Text under study START
The error I get involves the printing of lots of LLVM-like output, and ends like this

  %818 = bitcast [16 x i64] %484 to i64, !dbg !11249
  %_augmented398 = call { i8*, i32, i32 } %817(i64 %485, i64 %818) [ "jl_roots"({ i8*, {} addrspace(10)* } %468, [16 x { i8*, {} addrspace(10)* }] %467) ], !dbg !11249
  %subcache399 = extractvalue { i8*, i32, i32 } %_augmented398, 0, !dbg !11249
  %819 = extractvalue { i8*, i32, i32 } %_augmented398, 1, !dbg !11249
  %820 = getelementptr inbounds i8, i8 addrspace(11)* %13, i64 44, !dbg !11337
  %821 = bitcast i8 addrspace(11)* %820 to i32 addrspace(11)*, !dbg !11337
  %822 = load i32, i32 addrspace(11)* %821, align 4, !dbg !11337, !tbaa !127, !alias.scope !11083, !noalias !11086, !enzyme_type !133, !enzyme_inactive !0, !enzymejl_byref_BITS_VALUE !0, !enzymejl_source_type_Int32 !0
  %823 = icmp eq i32 %819, %822, !dbg !11385
  br i1 %823, label %L108, label %L98, !dbg !11250
}

ERROR: LLVM error: function failed verification (2)
Text under study END
Information supplied START
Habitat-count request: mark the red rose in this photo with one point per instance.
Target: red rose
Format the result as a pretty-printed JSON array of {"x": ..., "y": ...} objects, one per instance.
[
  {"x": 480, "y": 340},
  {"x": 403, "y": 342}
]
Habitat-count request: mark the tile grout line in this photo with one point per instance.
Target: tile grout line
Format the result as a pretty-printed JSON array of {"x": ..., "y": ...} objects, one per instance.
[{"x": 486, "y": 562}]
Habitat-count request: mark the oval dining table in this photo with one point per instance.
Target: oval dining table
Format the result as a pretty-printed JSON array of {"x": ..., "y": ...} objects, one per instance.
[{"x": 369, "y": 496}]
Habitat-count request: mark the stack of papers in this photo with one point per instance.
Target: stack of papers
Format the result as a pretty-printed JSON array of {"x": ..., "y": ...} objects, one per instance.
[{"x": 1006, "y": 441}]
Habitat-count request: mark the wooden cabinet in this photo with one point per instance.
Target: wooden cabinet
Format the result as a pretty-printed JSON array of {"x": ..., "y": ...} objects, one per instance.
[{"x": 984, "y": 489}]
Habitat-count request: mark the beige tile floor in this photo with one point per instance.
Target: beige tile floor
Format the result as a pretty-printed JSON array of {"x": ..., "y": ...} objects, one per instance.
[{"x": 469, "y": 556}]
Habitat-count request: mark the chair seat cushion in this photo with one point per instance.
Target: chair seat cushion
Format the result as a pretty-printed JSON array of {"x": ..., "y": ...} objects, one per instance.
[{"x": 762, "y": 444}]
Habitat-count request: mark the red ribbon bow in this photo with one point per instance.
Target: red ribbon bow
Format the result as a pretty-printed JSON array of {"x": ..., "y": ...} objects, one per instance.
Information supplied END
In the error output text, list each distinct metadata reference that follows "!dbg", in the order of its first appearance.

!11249, !11337, !11385, !11250